▸ **EXCERPTED TEXT**:
Social media giant requests that SCOTUS review process Jack Smith used to get Trump Twitter files
X claimed that some of the information obtained in the search warrant could have been protected under executive privilege.
The social media giant X filed a writ of certiorari with the Supreme Court on Tuesday, requesting a review of the process that special counsel Jack Smith used to obtain records on the site that belonged to former President Donald Trump.
Federal courts ordered Elon Musk and his company to turn over Trump's records on the site to Smith and his team, without the consent or knowledge of the former president. This also meant that Trump could not appeal the order, or attempt to block it. The original order was approved by D.C. District Judge Beryl Howell, who endorsed the nondisclosure order, because prosecutors argued informing Trump could endanger the information the prosecution was trying to obtain.
Now the platform is hoping that the Supreme Court will prevent this kind of incident from occurring again, according to Politico. If the Supreme Court does change the process, it could change the way that search warrants are delivered to users in the future.

▸ **REQUIRED ACTION A**: Reproduce the passage of the article on X's Supreme Court petition that opens with the words containing "Social media giant requests" and closes with "President Donald Trump.", copying it word for word.
▸ **REQUIRED ACTION B**: Continue the article on X's Supreme Court petition past its final sentence.

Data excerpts
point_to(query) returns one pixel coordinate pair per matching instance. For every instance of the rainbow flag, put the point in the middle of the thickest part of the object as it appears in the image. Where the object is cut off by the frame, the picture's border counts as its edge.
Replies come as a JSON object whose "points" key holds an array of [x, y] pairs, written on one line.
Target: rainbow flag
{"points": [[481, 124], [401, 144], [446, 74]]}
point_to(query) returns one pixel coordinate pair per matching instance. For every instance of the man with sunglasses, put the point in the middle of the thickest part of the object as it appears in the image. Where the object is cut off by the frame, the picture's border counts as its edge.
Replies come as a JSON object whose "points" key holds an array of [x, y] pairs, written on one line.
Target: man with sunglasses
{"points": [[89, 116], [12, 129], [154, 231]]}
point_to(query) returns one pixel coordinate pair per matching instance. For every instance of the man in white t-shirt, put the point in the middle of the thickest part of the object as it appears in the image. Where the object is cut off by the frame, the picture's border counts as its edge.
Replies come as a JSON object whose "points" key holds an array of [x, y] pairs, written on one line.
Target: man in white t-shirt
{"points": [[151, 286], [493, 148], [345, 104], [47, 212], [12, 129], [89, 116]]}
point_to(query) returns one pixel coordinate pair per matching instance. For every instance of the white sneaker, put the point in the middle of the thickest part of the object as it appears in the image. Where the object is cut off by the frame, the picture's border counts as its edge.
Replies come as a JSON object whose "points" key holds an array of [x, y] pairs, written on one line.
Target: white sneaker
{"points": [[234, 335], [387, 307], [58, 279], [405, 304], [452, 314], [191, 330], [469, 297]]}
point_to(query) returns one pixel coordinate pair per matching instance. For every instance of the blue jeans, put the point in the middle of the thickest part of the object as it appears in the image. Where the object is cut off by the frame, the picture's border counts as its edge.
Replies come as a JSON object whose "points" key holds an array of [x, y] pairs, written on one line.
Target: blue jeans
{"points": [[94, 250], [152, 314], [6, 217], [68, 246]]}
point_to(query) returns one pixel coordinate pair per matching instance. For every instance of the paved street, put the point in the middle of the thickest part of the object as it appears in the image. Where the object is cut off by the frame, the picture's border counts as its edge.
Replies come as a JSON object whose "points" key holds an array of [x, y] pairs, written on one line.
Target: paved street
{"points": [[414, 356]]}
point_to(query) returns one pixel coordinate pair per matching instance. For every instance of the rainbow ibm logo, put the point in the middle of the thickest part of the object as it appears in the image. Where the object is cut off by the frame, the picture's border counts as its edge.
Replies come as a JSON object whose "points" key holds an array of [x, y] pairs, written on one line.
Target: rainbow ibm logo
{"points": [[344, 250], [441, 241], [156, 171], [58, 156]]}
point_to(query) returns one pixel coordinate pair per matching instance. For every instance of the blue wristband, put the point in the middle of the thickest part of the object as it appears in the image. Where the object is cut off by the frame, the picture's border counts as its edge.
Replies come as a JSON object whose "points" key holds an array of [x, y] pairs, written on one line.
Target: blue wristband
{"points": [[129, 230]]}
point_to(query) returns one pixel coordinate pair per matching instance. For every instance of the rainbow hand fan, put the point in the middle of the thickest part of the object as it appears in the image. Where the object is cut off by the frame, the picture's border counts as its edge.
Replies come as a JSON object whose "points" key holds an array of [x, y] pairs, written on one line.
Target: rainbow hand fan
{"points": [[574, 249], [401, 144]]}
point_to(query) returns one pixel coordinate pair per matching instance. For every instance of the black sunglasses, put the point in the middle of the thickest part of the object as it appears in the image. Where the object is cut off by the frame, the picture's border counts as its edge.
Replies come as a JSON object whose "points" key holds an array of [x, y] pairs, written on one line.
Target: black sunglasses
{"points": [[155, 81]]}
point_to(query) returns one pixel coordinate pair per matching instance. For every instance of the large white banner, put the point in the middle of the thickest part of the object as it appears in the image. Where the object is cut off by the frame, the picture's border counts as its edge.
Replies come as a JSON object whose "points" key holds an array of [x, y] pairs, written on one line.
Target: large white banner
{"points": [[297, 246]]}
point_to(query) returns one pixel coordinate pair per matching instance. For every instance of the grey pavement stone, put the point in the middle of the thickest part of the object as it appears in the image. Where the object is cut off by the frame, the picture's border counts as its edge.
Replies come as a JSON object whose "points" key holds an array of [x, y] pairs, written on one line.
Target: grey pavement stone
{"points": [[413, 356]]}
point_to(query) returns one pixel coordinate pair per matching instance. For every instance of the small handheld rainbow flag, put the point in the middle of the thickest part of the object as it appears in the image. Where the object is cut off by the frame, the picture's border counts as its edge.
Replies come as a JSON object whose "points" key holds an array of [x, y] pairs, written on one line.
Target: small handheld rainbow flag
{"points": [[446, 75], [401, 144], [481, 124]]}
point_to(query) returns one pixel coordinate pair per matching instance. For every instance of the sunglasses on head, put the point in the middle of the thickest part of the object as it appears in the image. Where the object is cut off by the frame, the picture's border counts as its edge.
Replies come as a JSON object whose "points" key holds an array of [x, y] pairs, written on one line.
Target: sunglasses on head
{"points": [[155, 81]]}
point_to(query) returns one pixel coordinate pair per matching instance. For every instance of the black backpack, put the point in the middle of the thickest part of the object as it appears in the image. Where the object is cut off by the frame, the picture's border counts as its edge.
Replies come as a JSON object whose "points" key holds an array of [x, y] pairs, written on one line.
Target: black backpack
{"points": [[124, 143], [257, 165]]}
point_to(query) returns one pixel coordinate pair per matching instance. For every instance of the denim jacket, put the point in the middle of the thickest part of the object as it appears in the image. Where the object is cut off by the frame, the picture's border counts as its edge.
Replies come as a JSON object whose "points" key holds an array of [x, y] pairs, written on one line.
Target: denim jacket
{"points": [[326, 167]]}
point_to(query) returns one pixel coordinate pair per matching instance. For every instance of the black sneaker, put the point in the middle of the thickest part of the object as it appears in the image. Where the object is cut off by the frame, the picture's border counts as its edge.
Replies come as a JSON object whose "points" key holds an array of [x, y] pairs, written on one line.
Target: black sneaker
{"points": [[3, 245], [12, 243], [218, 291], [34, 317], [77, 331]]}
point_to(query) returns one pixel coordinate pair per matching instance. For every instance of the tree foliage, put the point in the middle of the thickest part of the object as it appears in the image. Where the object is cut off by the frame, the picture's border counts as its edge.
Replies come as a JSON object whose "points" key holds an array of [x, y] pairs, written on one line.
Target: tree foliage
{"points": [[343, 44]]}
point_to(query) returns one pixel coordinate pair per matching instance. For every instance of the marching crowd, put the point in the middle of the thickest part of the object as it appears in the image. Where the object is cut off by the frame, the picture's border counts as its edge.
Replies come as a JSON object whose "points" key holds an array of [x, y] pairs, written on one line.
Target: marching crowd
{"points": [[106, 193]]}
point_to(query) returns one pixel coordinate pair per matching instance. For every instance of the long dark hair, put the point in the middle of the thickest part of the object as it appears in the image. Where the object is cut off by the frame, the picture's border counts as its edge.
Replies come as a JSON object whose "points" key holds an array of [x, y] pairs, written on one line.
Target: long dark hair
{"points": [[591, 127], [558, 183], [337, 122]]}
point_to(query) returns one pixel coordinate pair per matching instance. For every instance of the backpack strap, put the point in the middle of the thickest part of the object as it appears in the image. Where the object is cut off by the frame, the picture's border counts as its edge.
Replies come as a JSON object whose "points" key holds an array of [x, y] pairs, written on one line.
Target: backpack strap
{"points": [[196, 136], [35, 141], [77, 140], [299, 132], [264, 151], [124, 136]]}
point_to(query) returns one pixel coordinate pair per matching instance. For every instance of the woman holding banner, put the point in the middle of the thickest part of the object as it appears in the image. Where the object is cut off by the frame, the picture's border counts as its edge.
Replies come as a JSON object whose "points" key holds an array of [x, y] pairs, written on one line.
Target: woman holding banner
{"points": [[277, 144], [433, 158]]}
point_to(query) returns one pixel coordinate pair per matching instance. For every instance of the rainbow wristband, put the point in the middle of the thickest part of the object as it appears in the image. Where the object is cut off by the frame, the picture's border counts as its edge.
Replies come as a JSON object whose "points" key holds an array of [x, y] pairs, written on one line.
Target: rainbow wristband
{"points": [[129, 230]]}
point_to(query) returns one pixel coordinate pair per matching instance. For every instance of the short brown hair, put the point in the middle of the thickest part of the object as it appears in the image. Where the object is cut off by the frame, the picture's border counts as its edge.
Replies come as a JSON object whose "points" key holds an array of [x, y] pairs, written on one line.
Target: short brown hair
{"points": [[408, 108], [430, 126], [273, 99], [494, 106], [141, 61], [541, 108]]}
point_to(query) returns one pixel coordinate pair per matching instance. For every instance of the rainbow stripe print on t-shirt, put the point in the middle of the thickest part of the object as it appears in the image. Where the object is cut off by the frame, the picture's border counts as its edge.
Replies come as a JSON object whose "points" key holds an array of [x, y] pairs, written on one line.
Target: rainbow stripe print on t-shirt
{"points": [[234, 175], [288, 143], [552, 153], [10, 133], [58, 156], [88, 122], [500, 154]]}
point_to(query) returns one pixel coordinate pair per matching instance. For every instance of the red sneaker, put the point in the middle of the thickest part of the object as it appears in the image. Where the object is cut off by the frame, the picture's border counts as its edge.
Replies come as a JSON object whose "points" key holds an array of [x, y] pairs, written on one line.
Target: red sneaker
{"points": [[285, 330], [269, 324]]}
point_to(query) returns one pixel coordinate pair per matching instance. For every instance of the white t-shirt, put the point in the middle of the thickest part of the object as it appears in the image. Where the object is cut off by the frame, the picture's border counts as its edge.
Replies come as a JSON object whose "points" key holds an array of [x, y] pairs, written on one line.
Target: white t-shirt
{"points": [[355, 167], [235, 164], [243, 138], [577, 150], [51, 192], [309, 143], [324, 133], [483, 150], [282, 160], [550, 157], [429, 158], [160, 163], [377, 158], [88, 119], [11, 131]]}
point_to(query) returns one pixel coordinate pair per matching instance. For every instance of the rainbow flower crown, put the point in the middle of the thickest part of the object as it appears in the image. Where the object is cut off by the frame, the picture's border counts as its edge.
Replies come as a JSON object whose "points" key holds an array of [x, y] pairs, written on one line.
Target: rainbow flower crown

▸ **WRITTEN REPLY A**:
Social media giant requests that SCOTUS review process Jack Smith used to get Trump Twitter files
X claimed that some of the information obtained in the search warrant could have been protected under executive privilege.
The social media giant X filed a writ of certiorari with the Supreme Court on Tuesday, requesting a review of the process that special counsel Jack Smith used to obtain records on the site that belonged to former President Donald Trump.

▸ **WRITTEN REPLY B**:
The social media company claimed that some of the information obtained in the search warrant could have been protected under executive privilege. For other users, if they are not notified when the government wants to review their data, they would would not be able to invoke doctor-patient confidentiality or journalist-source confidentiality that they otherwise would have been entitled to.
In Trump's case, Smith was looking for Trump's Twitter records, searches, and communications that took place between October of 2020, and January of 2021, while he was still in the Oval Office.
"As a result, 'for the first time in American history,' a court 'ordered disclosure of presidential communications without notice to the President and without any adjudication of executive privilege,'" X said in its filing to the Supreme Court.
The plea to the Supreme Court comes after the X Corporation tried to get the ruling overturned in a D.C. Appeals Court, but the original ruling from Howell was upheld. The four conservative justices on the Appeals Court dissented.